Thoma: Das war eine sehr traurige Geschichte. Sie liegt mir sehr am Herzen. Als Moderatorin war sie sehr professionell, als Mensch steckt viel mehr in ihr, als man denkt. Das ist schon brutal, wenn jemand in so jungen Jahren aus dem Leben gerissen wird. Da sieht man, wie schnell alles vorbei sein kann.

SPOX: Haben Sie seither Kontakt zu Frau Lierhaus gehabt?

Thoma: Ich habe einige SMS geschickt, um ihr gute Besserung zu wünschen.

SPOX: Als Ausgleich zum Skispringen gehen Sie oft in die Tiefe. Tauchen gehört zu Ihren Hobbys.

Thoma: Das steht noch immer auf meinen Autogrammkarten, aber ich bin schon lange nicht mehr abgetaucht. Heute spiele ich lieber Golf. Zu viele Hobbys gehen nicht - da musste ich mich für eines entscheiden. Ich mache viele Benefiz-Golf-Turniere mit, habe mittlerweile eine eigene Stiftung. Da haben wir schon mehr als 300.000 Euro gesammelt. Das mache ich seit neun Jahren gemeinsam mit meinem sehr guten Freund Harry Bodmer (vierfacher Kunstradweltmeister, Anm. d. Red.) und den Spielend-Helfen-Mitgliedern.

----------------------------------------

*AUFGABE 1*: Welche Zahlenangaben kommen im Interview mit Thoma vor?
*AUFGABE 2*: Setzen Sie das Interview mit Thoma im Anschluss an seine letzte Antwort fort.
Die Datensätze stehen in keinem Zusammenhang mit dem Interview.

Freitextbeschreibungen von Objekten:
----------------------------------------

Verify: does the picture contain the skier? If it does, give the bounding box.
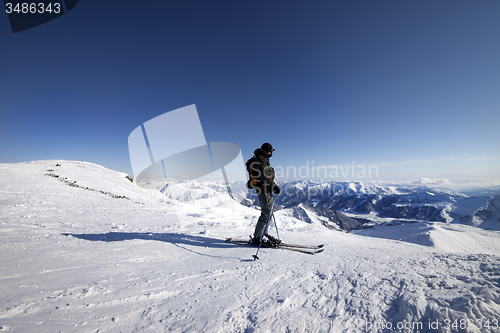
[249,142,280,244]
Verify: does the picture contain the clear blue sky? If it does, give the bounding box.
[0,0,500,186]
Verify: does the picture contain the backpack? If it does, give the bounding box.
[245,155,259,189]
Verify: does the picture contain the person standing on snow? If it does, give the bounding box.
[248,142,280,244]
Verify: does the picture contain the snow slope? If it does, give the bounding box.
[0,161,500,332]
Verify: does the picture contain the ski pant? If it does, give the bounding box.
[253,191,273,239]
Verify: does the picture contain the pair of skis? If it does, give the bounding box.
[226,238,324,254]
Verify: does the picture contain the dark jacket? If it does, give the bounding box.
[250,148,277,194]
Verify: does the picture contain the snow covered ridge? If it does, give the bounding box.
[0,161,500,333]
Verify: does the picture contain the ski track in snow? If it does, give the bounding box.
[0,161,500,332]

----------------------------------------

*ANTWORT 1*:
- mehr als 300.000 Euro
- seit neun Jahren
- vierfacher Kunstradweltmeister

*ANTWORT 2*:
SPOX: Golf ist weitaus ungefährlicher als Tauchen.

Thoma: Das kommt dazu. Ich habe damals zwei Situationen erlebt, die sehr gefährlich waren. Wenn die Sauerstoffflasche plötzlich nicht mehr funktioniert, man in 30 Metern Tiefe nicht mehr richtig atmen kann, dann muss man damit umgehen können. Da man immer zu zweit taucht, muss man sich dann eine Flasche teilen und langsam auftauchen. Aber das ist schon nicht einfach. Man darf nicht unruhig werden, muss ganz cool bleiben.

SPOX: Hatten Sie damals Todesangst?

Thoma: Todesangst nicht, aber etwas Panik schon. Man darf ja nicht so schnell auftauchen, muss die Ruhe bewahren. Ich bin ja eigentlich eher ein explosiver Typ.

SPOX: Neben Ihren TV- und Sport-Auftritten halten Sie Vorträge zum Thema "Wer mit einer Hand an der Vergangenheit hält, hat nur eine für die Zukunft frei". Um was geht es genau?

Thoma: Es gibt verschiedene Vorträge, die ich halte, weil ich aus völlig unterschiedlichen Gründen gebucht werde. Manchmal geht es darum, wie man auf Niederlagen reagiert, ein anderes Mal um Energiekiller und wie ich es immer wieder geschafft habe, die Verletzungen und Niederschläge auch psychologisch zu verarbeiten.

SPOX: Wie läuft das genau ab?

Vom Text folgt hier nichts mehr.